● **WORK TO COMPLETE**: If a record holds a picture, leave the picture out and copy everything else exactly.
▼
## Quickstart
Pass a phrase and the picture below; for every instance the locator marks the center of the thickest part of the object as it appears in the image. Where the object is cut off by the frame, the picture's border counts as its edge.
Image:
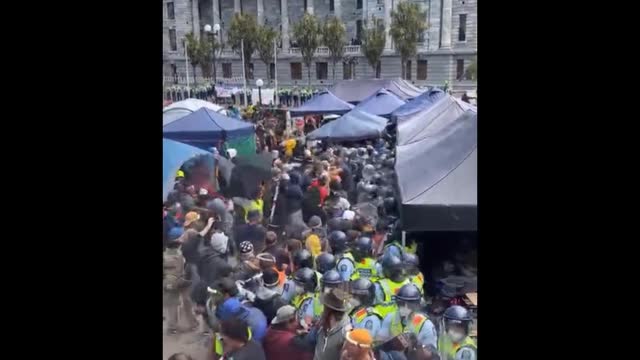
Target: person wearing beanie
(358, 345)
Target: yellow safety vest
(449, 348)
(391, 288)
(217, 344)
(365, 268)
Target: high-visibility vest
(449, 348)
(365, 268)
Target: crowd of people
(309, 266)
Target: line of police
(387, 294)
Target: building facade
(449, 44)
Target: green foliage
(243, 27)
(264, 44)
(373, 42)
(407, 23)
(333, 37)
(307, 33)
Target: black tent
(437, 177)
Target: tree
(333, 36)
(373, 42)
(307, 33)
(264, 44)
(193, 51)
(407, 23)
(243, 27)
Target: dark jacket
(278, 344)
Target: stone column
(195, 18)
(260, 12)
(445, 24)
(387, 24)
(284, 20)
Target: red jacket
(278, 345)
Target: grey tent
(437, 177)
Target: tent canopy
(437, 177)
(354, 91)
(382, 103)
(174, 154)
(205, 127)
(183, 108)
(433, 116)
(323, 103)
(353, 126)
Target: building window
(322, 69)
(226, 70)
(422, 70)
(173, 43)
(459, 69)
(346, 71)
(296, 71)
(171, 14)
(250, 71)
(462, 29)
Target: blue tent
(417, 104)
(174, 154)
(382, 103)
(354, 125)
(204, 128)
(322, 103)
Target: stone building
(449, 44)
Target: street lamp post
(259, 84)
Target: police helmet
(457, 315)
(338, 241)
(393, 268)
(307, 278)
(330, 279)
(362, 248)
(325, 262)
(363, 290)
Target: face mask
(455, 336)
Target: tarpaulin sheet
(354, 91)
(322, 103)
(382, 103)
(437, 177)
(352, 126)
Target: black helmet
(362, 248)
(363, 290)
(302, 258)
(393, 268)
(307, 278)
(338, 241)
(412, 263)
(458, 315)
(330, 279)
(325, 262)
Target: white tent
(183, 108)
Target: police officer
(325, 262)
(455, 343)
(394, 278)
(365, 266)
(345, 261)
(413, 319)
(412, 263)
(305, 299)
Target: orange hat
(191, 217)
(360, 337)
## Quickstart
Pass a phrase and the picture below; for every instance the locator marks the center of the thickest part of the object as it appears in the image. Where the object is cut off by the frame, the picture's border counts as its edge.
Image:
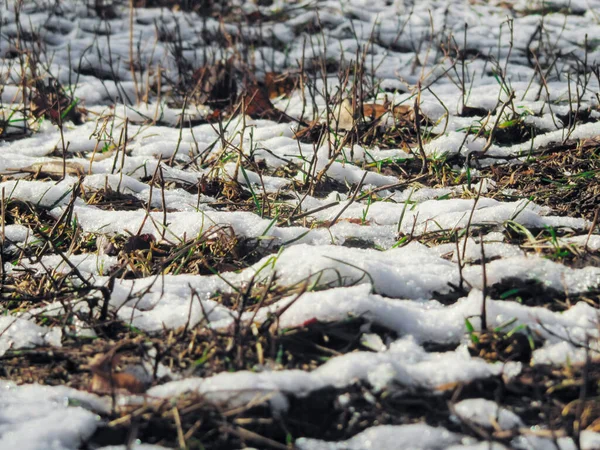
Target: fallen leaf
(106, 380)
(256, 103)
(279, 84)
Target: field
(313, 225)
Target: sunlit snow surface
(397, 287)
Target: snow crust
(391, 283)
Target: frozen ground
(301, 279)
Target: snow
(405, 277)
(35, 417)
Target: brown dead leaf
(256, 103)
(107, 380)
(279, 84)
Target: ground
(292, 224)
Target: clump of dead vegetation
(114, 358)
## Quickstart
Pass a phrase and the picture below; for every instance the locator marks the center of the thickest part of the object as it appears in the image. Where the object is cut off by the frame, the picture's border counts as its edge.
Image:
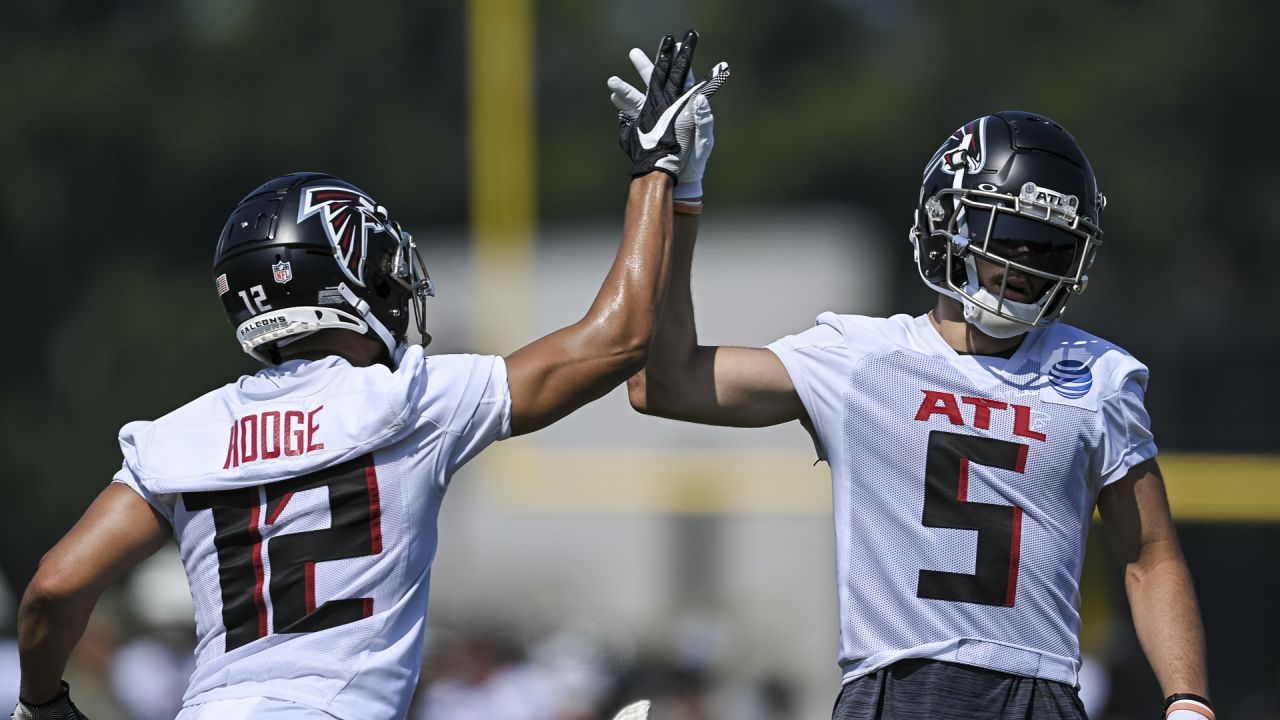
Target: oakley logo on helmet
(347, 217)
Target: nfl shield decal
(1070, 378)
(283, 272)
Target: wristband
(1188, 702)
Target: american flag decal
(347, 217)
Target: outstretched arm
(575, 365)
(117, 532)
(1159, 584)
(554, 374)
(718, 386)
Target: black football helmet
(309, 251)
(1016, 190)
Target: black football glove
(694, 124)
(650, 137)
(58, 709)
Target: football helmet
(1013, 188)
(309, 251)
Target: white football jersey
(304, 501)
(964, 486)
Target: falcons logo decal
(347, 218)
(965, 150)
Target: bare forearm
(48, 630)
(626, 308)
(675, 341)
(1168, 621)
(568, 368)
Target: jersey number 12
(238, 519)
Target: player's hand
(673, 106)
(1185, 706)
(58, 709)
(635, 711)
(695, 122)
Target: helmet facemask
(1008, 222)
(1037, 233)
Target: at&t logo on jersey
(1070, 378)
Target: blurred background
(615, 556)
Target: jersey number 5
(355, 531)
(946, 505)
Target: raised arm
(718, 386)
(1136, 514)
(574, 365)
(571, 367)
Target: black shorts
(914, 689)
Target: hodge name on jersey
(304, 500)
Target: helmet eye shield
(1024, 236)
(1050, 245)
(1029, 244)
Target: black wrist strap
(1176, 697)
(62, 695)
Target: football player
(968, 446)
(304, 499)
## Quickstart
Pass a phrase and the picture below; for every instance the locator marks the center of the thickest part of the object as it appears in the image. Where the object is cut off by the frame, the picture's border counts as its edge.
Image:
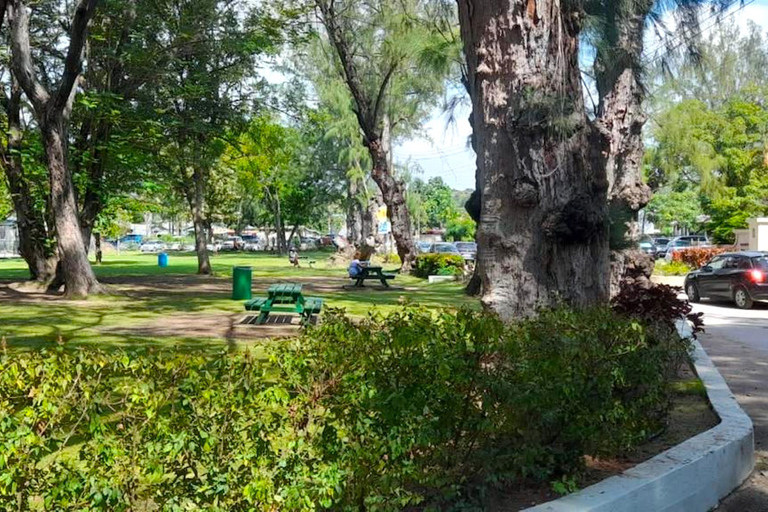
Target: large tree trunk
(201, 224)
(474, 204)
(370, 111)
(393, 193)
(34, 240)
(543, 233)
(354, 212)
(282, 245)
(76, 271)
(621, 116)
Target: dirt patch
(690, 415)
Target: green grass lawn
(144, 296)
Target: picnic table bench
(370, 272)
(285, 298)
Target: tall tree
(52, 111)
(376, 46)
(35, 242)
(543, 230)
(203, 92)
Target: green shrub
(438, 265)
(697, 257)
(671, 268)
(377, 415)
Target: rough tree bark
(52, 113)
(34, 244)
(621, 115)
(197, 204)
(543, 230)
(369, 109)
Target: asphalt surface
(737, 342)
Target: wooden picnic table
(372, 272)
(285, 298)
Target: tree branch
(382, 92)
(22, 55)
(73, 63)
(335, 34)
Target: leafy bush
(461, 228)
(657, 306)
(697, 257)
(671, 268)
(438, 265)
(376, 415)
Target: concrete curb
(691, 477)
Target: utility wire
(701, 30)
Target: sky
(444, 151)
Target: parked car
(308, 243)
(647, 246)
(444, 248)
(683, 242)
(661, 246)
(423, 247)
(740, 277)
(233, 243)
(468, 250)
(153, 246)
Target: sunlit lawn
(133, 301)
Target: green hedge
(377, 415)
(438, 265)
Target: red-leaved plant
(659, 303)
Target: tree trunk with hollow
(370, 108)
(200, 222)
(620, 114)
(76, 272)
(543, 233)
(34, 240)
(52, 110)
▲
● **PROBLEM SOLUTION**:
## Quickstart
Pass a phrase and the picture below; for every instance the locator marks the center of the thickest part of the object as it appears in the image. Where the object is cut off by the frame, the picture's border counts as its edge.
Image:
Target: person wearing beanie
(358, 345)
Target: yellow safety vest
(449, 348)
(391, 288)
(217, 344)
(365, 268)
Target: high-visibility vest
(449, 348)
(365, 268)
Target: crowd of people
(309, 266)
Target: line of police
(387, 294)
Target: building facade
(449, 44)
Target: green foliage
(243, 27)
(264, 44)
(373, 42)
(407, 23)
(333, 37)
(307, 33)
Target: black tent
(437, 177)
Target: tree
(333, 36)
(373, 42)
(307, 33)
(264, 44)
(193, 51)
(407, 23)
(243, 27)
Target: dark jacket
(278, 344)
Target: stone column
(195, 18)
(260, 12)
(445, 24)
(387, 24)
(284, 20)
Target: red jacket
(278, 345)
Target: grey tent
(437, 177)
Target: tent canopy
(437, 177)
(354, 91)
(382, 103)
(174, 154)
(205, 127)
(183, 108)
(433, 116)
(323, 103)
(353, 126)
Target: building window
(322, 69)
(226, 70)
(422, 70)
(173, 43)
(459, 69)
(346, 71)
(296, 71)
(171, 14)
(250, 71)
(462, 29)
Target: blue tent
(417, 104)
(174, 154)
(382, 103)
(354, 125)
(204, 128)
(322, 103)
Target: stone building
(449, 44)
Target: street lamp post
(259, 84)
Target: police helmet
(457, 315)
(338, 241)
(393, 268)
(307, 278)
(330, 279)
(362, 248)
(325, 262)
(363, 290)
Target: face mask
(455, 336)
Target: tarpaulin sheet
(354, 91)
(322, 103)
(382, 103)
(437, 177)
(352, 126)
Target: black helmet
(362, 248)
(363, 290)
(302, 258)
(393, 268)
(307, 278)
(338, 241)
(412, 263)
(458, 315)
(330, 279)
(325, 262)
Target: white tent
(183, 108)
Target: police officer
(325, 262)
(455, 343)
(394, 278)
(365, 266)
(345, 261)
(413, 319)
(412, 263)
(305, 299)
Target: orange hat
(191, 217)
(360, 337)
## Quickstart
Pass a phrase and the picture below; for every instance the locator marks the center of the thickest part of the object as it appears in the image. Where the object is cut off by the frame, the picture's border counts as its edge.
Image:
Target: fallen leaf
(106, 380)
(256, 103)
(279, 84)
Target: field
(313, 225)
Target: sunlit snow surface
(397, 287)
Target: snow crust
(391, 283)
Target: frozen ground
(301, 279)
Target: snow
(405, 277)
(35, 417)
Target: brown dead leaf
(256, 103)
(107, 380)
(279, 84)
Target: ground
(292, 224)
Target: clump of dead vegetation
(114, 358)
## Quickstart
Pass a phrase and the picture below; for every instance the locator marks the center of the thickest part of the object as it appears in the image. Where the object is cut off by the frame, the picture's border counts as its edge.
Image:
Target: oakley logo on helmet
(347, 217)
Target: nfl shield decal
(1070, 378)
(283, 272)
Target: wristband
(1188, 702)
Target: american flag decal
(347, 217)
Target: outstretched arm
(575, 365)
(117, 532)
(1159, 584)
(554, 374)
(718, 386)
Target: black football helmet
(309, 251)
(1016, 190)
Target: black football glove
(694, 124)
(650, 137)
(58, 709)
Target: football helmet
(1013, 188)
(309, 251)
Target: white football jersey
(304, 501)
(964, 486)
Target: falcons logo decal
(347, 218)
(965, 150)
Target: bare forearm
(48, 630)
(626, 308)
(675, 341)
(1168, 621)
(568, 368)
Target: jersey number 12
(238, 519)
Target: player's hand
(673, 106)
(1185, 706)
(58, 709)
(635, 711)
(695, 122)
Target: helmet facemask
(1008, 222)
(1037, 233)
Target: at&t logo on jersey
(1070, 378)
Target: blurred background
(615, 556)
Target: jersey number 5
(355, 531)
(946, 505)
Target: raised arm
(718, 386)
(1136, 514)
(574, 365)
(571, 367)
Target: black shorts
(914, 689)
Target: hodge name on jersey
(304, 500)
Target: helmet eye shield
(1024, 236)
(1050, 245)
(1029, 244)
Target: black wrist strap
(1176, 697)
(62, 695)
Target: football player
(968, 446)
(304, 499)
## Quickstart
Pass a phrase and the picture below; for every instance the locator marks the center of the thickest part of the object as it appears in the image. Where the object is cut off by the frame, the picture's border counts as its edge.
Image:
Target: large tree trunk
(201, 224)
(474, 204)
(370, 111)
(393, 193)
(34, 240)
(543, 233)
(354, 212)
(282, 245)
(76, 271)
(621, 116)
Target: dirt patch
(690, 415)
Target: green grass lawn
(144, 296)
Target: picnic table bench
(370, 272)
(285, 298)
Target: tall tree
(52, 111)
(376, 46)
(35, 242)
(543, 230)
(203, 92)
Target: green shrub
(438, 265)
(697, 257)
(671, 268)
(377, 415)
Target: rough tree bark
(52, 113)
(34, 244)
(621, 115)
(197, 204)
(543, 230)
(369, 109)
Target: asphalt surface
(737, 342)
Target: wooden picnic table
(372, 272)
(285, 298)
Target: tree branch
(382, 92)
(22, 55)
(73, 63)
(335, 34)
Target: leafy bush
(461, 228)
(657, 306)
(697, 257)
(671, 268)
(438, 265)
(376, 415)
Target: concrete curb
(691, 477)
Target: utility wire
(701, 30)
Target: sky
(444, 151)
Target: parked car
(308, 243)
(647, 246)
(444, 248)
(683, 242)
(661, 246)
(423, 247)
(740, 277)
(233, 243)
(468, 250)
(153, 246)
Target: sunlit lawn
(133, 301)
Target: green hedge
(377, 415)
(438, 265)
Target: red-leaved plant
(659, 303)
Target: tree trunk with hollow
(370, 108)
(200, 222)
(620, 114)
(76, 272)
(543, 233)
(34, 240)
(52, 110)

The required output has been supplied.